Segmentation data:
- - - - - - -
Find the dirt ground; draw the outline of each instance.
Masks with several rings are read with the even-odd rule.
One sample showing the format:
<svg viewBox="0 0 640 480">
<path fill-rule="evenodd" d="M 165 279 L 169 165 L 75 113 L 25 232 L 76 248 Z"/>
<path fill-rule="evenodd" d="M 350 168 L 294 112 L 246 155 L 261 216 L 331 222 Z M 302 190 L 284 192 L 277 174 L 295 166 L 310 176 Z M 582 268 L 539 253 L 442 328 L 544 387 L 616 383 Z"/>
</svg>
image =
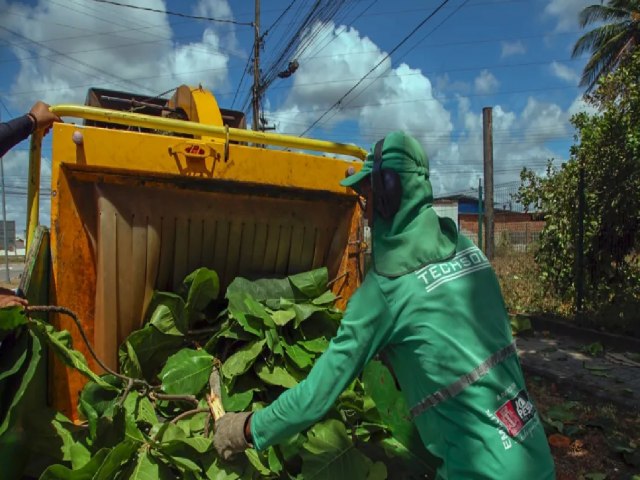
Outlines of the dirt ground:
<svg viewBox="0 0 640 480">
<path fill-rule="evenodd" d="M 558 480 L 640 480 L 640 412 L 529 376 Z"/>
</svg>

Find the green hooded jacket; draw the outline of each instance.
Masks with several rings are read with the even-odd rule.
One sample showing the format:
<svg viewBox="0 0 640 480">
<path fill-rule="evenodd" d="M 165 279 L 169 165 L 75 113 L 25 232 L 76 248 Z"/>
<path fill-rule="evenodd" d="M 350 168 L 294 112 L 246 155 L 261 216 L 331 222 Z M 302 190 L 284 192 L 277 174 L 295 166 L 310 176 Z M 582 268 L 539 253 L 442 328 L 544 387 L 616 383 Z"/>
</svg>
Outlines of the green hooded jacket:
<svg viewBox="0 0 640 480">
<path fill-rule="evenodd" d="M 320 420 L 367 362 L 383 353 L 425 447 L 439 460 L 437 478 L 555 478 L 491 265 L 433 211 L 418 142 L 394 132 L 382 155 L 382 166 L 400 175 L 403 192 L 392 219 L 374 216 L 374 269 L 308 377 L 254 413 L 255 448 Z M 367 181 L 370 157 L 359 178 L 344 183 Z"/>
</svg>

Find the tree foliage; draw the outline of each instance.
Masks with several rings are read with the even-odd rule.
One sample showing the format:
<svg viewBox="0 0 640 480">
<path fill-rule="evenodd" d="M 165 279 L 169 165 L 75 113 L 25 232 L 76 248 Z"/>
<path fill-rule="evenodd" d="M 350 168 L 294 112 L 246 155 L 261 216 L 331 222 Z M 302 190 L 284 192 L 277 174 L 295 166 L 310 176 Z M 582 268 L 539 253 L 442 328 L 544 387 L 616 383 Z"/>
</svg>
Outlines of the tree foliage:
<svg viewBox="0 0 640 480">
<path fill-rule="evenodd" d="M 589 91 L 598 80 L 629 60 L 640 42 L 640 1 L 608 0 L 589 5 L 580 12 L 580 26 L 597 26 L 582 35 L 573 47 L 572 56 L 590 52 L 580 85 Z"/>
<path fill-rule="evenodd" d="M 580 224 L 578 184 L 580 169 L 584 170 L 585 306 L 623 319 L 640 306 L 639 78 L 636 52 L 585 97 L 595 113 L 582 112 L 571 119 L 576 143 L 569 162 L 560 168 L 549 162 L 544 178 L 524 169 L 518 194 L 524 205 L 536 205 L 546 221 L 536 252 L 543 280 L 561 296 L 572 297 Z"/>
</svg>

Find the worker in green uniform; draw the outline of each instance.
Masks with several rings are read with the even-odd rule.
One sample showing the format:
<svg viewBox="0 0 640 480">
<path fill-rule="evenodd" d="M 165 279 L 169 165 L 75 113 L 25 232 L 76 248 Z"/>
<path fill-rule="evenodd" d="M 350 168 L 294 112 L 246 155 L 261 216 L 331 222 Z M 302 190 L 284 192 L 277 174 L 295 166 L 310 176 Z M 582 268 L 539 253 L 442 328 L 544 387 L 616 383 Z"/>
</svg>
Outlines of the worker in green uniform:
<svg viewBox="0 0 640 480">
<path fill-rule="evenodd" d="M 424 445 L 441 461 L 437 478 L 555 478 L 496 275 L 434 211 L 418 141 L 390 133 L 341 184 L 367 199 L 372 268 L 305 380 L 262 410 L 217 422 L 219 454 L 264 450 L 322 419 L 383 353 Z"/>
</svg>

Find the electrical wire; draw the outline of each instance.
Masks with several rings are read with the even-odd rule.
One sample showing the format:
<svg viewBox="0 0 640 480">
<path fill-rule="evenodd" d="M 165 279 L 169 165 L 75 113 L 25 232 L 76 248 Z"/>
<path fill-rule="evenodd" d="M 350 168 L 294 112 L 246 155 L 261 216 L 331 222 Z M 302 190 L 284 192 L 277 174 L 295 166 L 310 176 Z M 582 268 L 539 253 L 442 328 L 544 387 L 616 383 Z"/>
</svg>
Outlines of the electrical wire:
<svg viewBox="0 0 640 480">
<path fill-rule="evenodd" d="M 351 93 L 353 92 L 356 88 L 358 88 L 358 86 L 364 82 L 364 80 L 376 69 L 378 68 L 384 61 L 386 61 L 389 57 L 391 57 L 391 55 L 398 50 L 407 40 L 409 40 L 409 38 L 411 38 L 425 23 L 427 23 L 431 18 L 433 18 L 434 15 L 436 15 L 447 3 L 449 3 L 449 0 L 443 0 L 442 3 L 440 3 L 440 5 L 438 5 L 429 15 L 427 15 L 411 32 L 409 32 L 408 35 L 406 35 L 401 41 L 400 43 L 398 43 L 395 47 L 393 47 L 391 49 L 391 51 L 389 53 L 387 53 L 382 60 L 380 60 L 371 70 L 369 70 L 360 80 L 358 80 L 356 82 L 356 84 L 351 87 L 342 97 L 340 97 L 338 99 L 338 101 L 336 101 L 331 107 L 329 107 L 329 109 L 324 112 L 317 120 L 315 120 L 309 127 L 307 127 L 307 129 L 302 132 L 300 134 L 300 136 L 302 137 L 304 134 L 306 134 L 309 130 L 311 130 L 313 127 L 315 127 L 324 117 L 326 117 L 329 112 L 331 112 L 333 109 L 335 109 L 336 107 L 340 106 L 342 104 L 342 101 Z"/>
<path fill-rule="evenodd" d="M 172 16 L 175 16 L 175 17 L 190 18 L 192 20 L 208 20 L 210 22 L 217 22 L 217 23 L 231 23 L 233 25 L 241 25 L 241 26 L 245 26 L 245 27 L 252 27 L 253 26 L 253 22 L 237 22 L 235 20 L 229 20 L 229 19 L 225 19 L 225 18 L 213 18 L 213 17 L 205 17 L 205 16 L 201 16 L 201 15 L 187 15 L 186 13 L 172 12 L 172 11 L 169 11 L 169 10 L 159 10 L 159 9 L 156 9 L 156 8 L 138 7 L 137 5 L 131 5 L 131 4 L 128 4 L 128 3 L 114 2 L 112 0 L 92 0 L 92 1 L 98 2 L 98 3 L 108 3 L 109 5 L 115 5 L 117 7 L 133 8 L 135 10 L 145 10 L 147 12 L 163 13 L 165 15 L 172 15 Z"/>
</svg>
- - - - - - -
SHORT EXERCISE: Set down all the data again exactly as above, pictures excluded.

RESULT FOR THIS EXERCISE:
Find the dirt ground; draw the outline of each instance.
Masks with several rings are read with the even-odd rule.
One sample showing the format:
<svg viewBox="0 0 640 480">
<path fill-rule="evenodd" d="M 165 279 L 169 165 L 75 113 L 25 232 L 76 248 Z"/>
<path fill-rule="evenodd" d="M 350 168 L 294 112 L 246 155 L 261 216 L 331 222 Z M 302 190 L 284 192 L 277 174 L 295 166 L 310 176 Z M 582 268 L 539 253 L 442 328 L 544 387 L 616 383 Z"/>
</svg>
image =
Outlines of the dirt ground:
<svg viewBox="0 0 640 480">
<path fill-rule="evenodd" d="M 558 480 L 640 480 L 640 412 L 529 376 Z"/>
</svg>

Find the green hooded jacket; draw the outline of each instance.
Masks with several rings are read with the even-odd rule.
One sample showing the format:
<svg viewBox="0 0 640 480">
<path fill-rule="evenodd" d="M 165 279 L 169 165 L 75 113 L 25 232 L 76 248 Z"/>
<path fill-rule="evenodd" d="M 350 168 L 294 112 L 246 155 L 261 216 L 331 222 Z M 302 190 L 284 192 L 277 174 L 295 166 L 310 176 Z M 582 268 L 539 253 L 442 328 L 544 387 L 616 383 Z"/>
</svg>
Outlines of the green hooded jacket:
<svg viewBox="0 0 640 480">
<path fill-rule="evenodd" d="M 320 420 L 367 362 L 383 353 L 425 447 L 439 460 L 437 478 L 555 478 L 491 265 L 433 211 L 418 142 L 394 132 L 382 155 L 382 166 L 400 175 L 403 192 L 392 219 L 374 216 L 374 269 L 308 377 L 254 413 L 255 448 Z M 367 181 L 370 157 L 359 178 L 344 183 Z"/>
</svg>

Find the tree foliage; draw the outline of each instance.
Masks with several rings are read with the even-odd rule.
One sample showing the format:
<svg viewBox="0 0 640 480">
<path fill-rule="evenodd" d="M 165 279 L 169 165 L 75 113 L 25 232 L 76 248 Z"/>
<path fill-rule="evenodd" d="M 350 168 L 294 112 L 246 155 L 261 216 L 331 222 Z M 302 190 L 284 192 L 277 174 L 295 166 L 310 176 Z M 582 268 L 539 253 L 442 328 L 544 387 L 616 383 Z"/>
</svg>
Outlines of the tree foliage:
<svg viewBox="0 0 640 480">
<path fill-rule="evenodd" d="M 589 91 L 598 80 L 629 60 L 640 42 L 640 1 L 608 0 L 589 5 L 580 12 L 580 26 L 597 26 L 582 35 L 573 47 L 572 56 L 590 52 L 580 85 Z"/>
<path fill-rule="evenodd" d="M 580 224 L 578 184 L 580 169 L 584 170 L 585 306 L 623 319 L 640 306 L 639 78 L 636 52 L 585 97 L 595 113 L 582 112 L 571 119 L 576 143 L 569 162 L 560 168 L 549 162 L 544 178 L 524 169 L 518 194 L 524 205 L 536 205 L 546 221 L 536 252 L 543 280 L 561 296 L 572 297 Z"/>
</svg>

Find the worker in green uniform; draw the outline of each instance.
Masks with several rings are read with the even-odd rule.
One sample showing the format:
<svg viewBox="0 0 640 480">
<path fill-rule="evenodd" d="M 165 279 L 169 165 L 75 113 L 25 232 L 76 248 Z"/>
<path fill-rule="evenodd" d="M 350 168 L 294 112 L 246 155 L 261 216 L 331 222 Z M 302 190 L 284 192 L 277 174 L 295 166 L 310 176 Z M 582 268 L 539 253 L 442 328 L 544 387 L 616 383 Z"/>
</svg>
Outlines of the worker in green uniform:
<svg viewBox="0 0 640 480">
<path fill-rule="evenodd" d="M 424 445 L 441 461 L 437 478 L 555 478 L 496 275 L 434 211 L 418 141 L 390 133 L 341 184 L 367 199 L 372 268 L 305 380 L 262 410 L 217 422 L 219 454 L 264 450 L 322 419 L 383 353 Z"/>
</svg>

Find the electrical wire; draw the outline of each instance.
Masks with several rings are read with the even-odd rule.
One sample showing the format:
<svg viewBox="0 0 640 480">
<path fill-rule="evenodd" d="M 165 279 L 169 165 L 75 113 L 25 232 L 76 248 Z"/>
<path fill-rule="evenodd" d="M 350 168 L 294 112 L 246 155 L 261 216 L 331 222 Z M 302 190 L 284 192 L 277 174 L 295 166 L 310 176 Z M 582 268 L 539 253 L 442 328 L 544 387 L 616 383 Z"/>
</svg>
Outlines of the electrical wire:
<svg viewBox="0 0 640 480">
<path fill-rule="evenodd" d="M 351 93 L 353 92 L 356 88 L 358 88 L 358 86 L 364 82 L 364 80 L 376 69 L 378 68 L 384 61 L 386 61 L 389 57 L 391 57 L 391 55 L 398 50 L 407 40 L 409 40 L 409 38 L 411 38 L 425 23 L 427 23 L 431 18 L 433 18 L 434 15 L 436 15 L 447 3 L 449 3 L 449 0 L 443 0 L 442 3 L 440 3 L 440 5 L 438 5 L 429 15 L 427 15 L 411 32 L 409 32 L 408 35 L 406 35 L 401 41 L 400 43 L 398 43 L 395 47 L 393 47 L 391 49 L 391 51 L 389 53 L 387 53 L 382 60 L 380 60 L 371 70 L 369 70 L 360 80 L 358 80 L 356 82 L 356 84 L 351 87 L 342 97 L 340 97 L 338 99 L 338 101 L 336 101 L 331 107 L 329 107 L 329 109 L 324 112 L 317 120 L 315 120 L 309 127 L 307 127 L 307 129 L 302 132 L 300 134 L 300 136 L 302 137 L 304 134 L 306 134 L 309 130 L 311 130 L 313 127 L 315 127 L 324 117 L 326 117 L 329 112 L 331 112 L 333 109 L 335 109 L 336 107 L 340 106 L 342 104 L 342 101 Z"/>
<path fill-rule="evenodd" d="M 172 16 L 175 16 L 175 17 L 190 18 L 192 20 L 208 20 L 210 22 L 217 22 L 217 23 L 231 23 L 233 25 L 241 25 L 241 26 L 245 26 L 245 27 L 252 27 L 253 26 L 253 22 L 237 22 L 235 20 L 229 20 L 229 19 L 225 19 L 225 18 L 213 18 L 213 17 L 205 17 L 205 16 L 201 16 L 201 15 L 187 15 L 186 13 L 172 12 L 172 11 L 169 11 L 169 10 L 159 10 L 159 9 L 156 9 L 156 8 L 138 7 L 137 5 L 131 5 L 131 4 L 128 4 L 128 3 L 114 2 L 112 0 L 92 0 L 92 1 L 98 2 L 98 3 L 108 3 L 109 5 L 115 5 L 117 7 L 133 8 L 135 10 L 145 10 L 147 12 L 163 13 L 165 15 L 172 15 Z"/>
</svg>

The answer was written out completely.